┌──

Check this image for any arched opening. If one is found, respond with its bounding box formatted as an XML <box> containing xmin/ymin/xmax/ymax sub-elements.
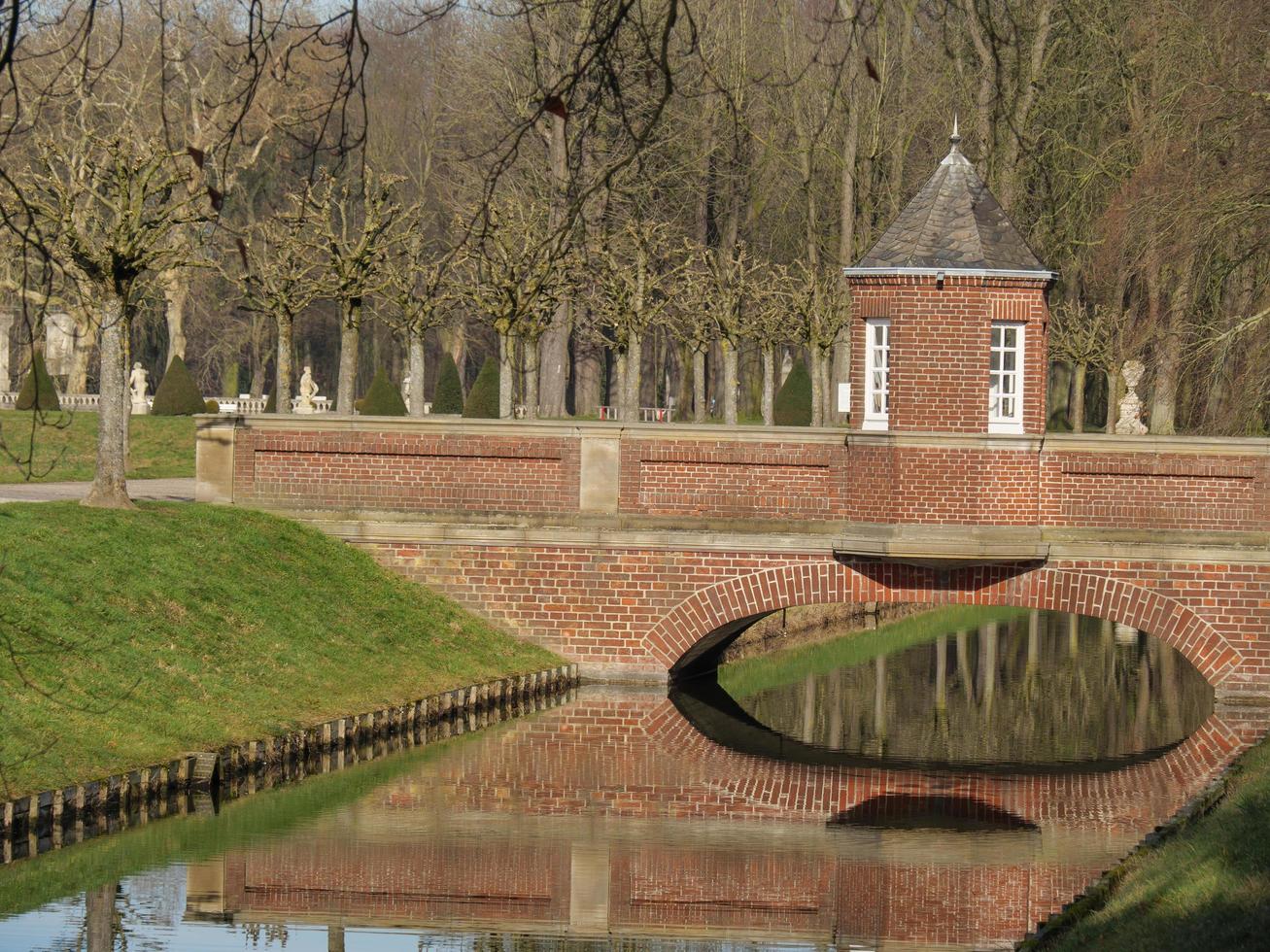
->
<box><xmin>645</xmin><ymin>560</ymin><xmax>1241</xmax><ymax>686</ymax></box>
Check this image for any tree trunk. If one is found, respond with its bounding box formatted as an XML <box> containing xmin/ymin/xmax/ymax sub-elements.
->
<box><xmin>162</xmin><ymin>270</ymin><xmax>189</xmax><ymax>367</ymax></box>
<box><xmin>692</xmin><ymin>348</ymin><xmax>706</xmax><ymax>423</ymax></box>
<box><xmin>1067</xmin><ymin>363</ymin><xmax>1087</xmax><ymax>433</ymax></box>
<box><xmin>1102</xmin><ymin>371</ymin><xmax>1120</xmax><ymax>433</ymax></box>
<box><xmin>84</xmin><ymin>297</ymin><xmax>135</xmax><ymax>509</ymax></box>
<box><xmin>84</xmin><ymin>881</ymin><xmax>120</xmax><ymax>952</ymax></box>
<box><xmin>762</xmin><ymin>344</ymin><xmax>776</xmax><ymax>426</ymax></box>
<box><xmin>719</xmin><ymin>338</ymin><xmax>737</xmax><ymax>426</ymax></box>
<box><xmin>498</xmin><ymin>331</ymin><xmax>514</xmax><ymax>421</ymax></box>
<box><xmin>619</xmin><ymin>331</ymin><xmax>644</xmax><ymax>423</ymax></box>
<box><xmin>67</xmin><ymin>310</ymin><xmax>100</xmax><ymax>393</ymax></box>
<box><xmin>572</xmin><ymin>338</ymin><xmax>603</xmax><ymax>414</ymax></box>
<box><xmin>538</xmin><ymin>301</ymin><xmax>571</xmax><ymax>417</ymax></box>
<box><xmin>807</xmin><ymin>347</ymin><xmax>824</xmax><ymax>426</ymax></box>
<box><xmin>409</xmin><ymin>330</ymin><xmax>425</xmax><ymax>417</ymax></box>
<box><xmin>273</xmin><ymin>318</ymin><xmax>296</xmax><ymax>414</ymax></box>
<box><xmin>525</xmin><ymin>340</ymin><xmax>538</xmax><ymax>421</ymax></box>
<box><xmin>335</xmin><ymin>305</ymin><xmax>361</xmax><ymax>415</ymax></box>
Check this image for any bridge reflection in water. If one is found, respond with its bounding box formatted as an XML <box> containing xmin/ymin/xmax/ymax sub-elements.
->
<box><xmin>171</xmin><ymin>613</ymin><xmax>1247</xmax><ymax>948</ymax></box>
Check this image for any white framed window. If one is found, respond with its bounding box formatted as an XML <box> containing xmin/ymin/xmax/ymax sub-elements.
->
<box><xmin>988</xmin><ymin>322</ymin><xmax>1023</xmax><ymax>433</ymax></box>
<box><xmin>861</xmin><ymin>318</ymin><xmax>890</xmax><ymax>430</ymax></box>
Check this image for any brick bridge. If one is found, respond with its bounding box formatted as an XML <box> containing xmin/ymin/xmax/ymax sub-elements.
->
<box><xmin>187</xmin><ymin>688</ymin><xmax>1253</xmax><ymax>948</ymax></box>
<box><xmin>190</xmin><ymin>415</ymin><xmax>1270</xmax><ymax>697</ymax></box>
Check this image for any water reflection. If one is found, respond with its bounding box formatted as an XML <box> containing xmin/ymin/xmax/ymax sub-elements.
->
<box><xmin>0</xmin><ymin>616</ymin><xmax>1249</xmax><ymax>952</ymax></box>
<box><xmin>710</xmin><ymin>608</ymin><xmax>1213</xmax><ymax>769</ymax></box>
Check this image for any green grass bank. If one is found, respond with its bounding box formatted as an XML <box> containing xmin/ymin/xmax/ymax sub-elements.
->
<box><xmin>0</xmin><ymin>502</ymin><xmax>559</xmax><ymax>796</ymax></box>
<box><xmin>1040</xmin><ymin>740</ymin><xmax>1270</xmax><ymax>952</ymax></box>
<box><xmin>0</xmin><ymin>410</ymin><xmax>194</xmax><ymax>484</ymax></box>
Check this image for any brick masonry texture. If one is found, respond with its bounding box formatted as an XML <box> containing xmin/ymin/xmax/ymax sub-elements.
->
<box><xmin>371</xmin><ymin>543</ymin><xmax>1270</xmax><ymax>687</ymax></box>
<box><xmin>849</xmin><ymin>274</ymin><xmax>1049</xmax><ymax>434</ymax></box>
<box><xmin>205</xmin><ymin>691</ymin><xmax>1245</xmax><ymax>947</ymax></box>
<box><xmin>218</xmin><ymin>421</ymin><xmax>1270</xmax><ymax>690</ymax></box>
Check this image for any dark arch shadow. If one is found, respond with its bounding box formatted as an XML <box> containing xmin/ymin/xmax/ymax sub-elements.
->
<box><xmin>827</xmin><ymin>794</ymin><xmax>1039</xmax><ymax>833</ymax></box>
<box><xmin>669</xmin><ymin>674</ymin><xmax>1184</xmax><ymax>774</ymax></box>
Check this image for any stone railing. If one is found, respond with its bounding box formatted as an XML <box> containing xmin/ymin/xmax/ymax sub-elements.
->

└──

▶ [DESCRIPTION OF THE TASK] Pull out each row above that contains the word "texture" and copy those rows in full.

▶ [WRITTEN REPLY]
Check this image for any brick masonry texture. If one is found, respond with its bounding box formatted as an XML <box> containing xmin/ymin/xmax/ymax sub-elements.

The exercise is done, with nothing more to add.